▸ Problem statement: Go through the entries, filter for the word "grass", and copy every line that has it.

[Stored data]

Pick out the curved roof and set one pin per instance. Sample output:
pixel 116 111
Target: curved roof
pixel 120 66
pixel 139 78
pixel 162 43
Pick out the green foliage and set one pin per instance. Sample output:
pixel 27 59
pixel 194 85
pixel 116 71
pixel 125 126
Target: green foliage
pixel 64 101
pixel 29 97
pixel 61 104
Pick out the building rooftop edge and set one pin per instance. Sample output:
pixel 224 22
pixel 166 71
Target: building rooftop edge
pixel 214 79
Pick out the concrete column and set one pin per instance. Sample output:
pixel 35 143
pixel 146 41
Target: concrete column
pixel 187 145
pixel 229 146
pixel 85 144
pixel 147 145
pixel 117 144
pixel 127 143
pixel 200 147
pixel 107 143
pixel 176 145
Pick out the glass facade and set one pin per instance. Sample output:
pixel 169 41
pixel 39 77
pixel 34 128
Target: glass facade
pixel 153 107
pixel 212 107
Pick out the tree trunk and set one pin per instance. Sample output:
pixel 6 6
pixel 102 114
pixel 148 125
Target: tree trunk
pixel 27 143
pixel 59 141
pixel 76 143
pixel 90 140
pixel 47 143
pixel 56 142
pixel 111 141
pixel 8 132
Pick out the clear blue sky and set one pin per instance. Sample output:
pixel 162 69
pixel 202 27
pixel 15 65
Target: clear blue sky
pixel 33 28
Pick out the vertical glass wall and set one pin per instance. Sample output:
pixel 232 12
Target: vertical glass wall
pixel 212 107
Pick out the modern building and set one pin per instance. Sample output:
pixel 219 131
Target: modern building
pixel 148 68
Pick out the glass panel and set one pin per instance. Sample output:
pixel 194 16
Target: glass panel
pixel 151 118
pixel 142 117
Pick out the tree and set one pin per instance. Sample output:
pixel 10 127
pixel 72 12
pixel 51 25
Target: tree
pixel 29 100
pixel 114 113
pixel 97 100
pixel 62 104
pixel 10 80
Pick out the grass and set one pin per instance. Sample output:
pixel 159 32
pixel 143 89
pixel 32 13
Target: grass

▸ Solution:
Pick out the grass and set one pin per instance. Sample output:
Target: grass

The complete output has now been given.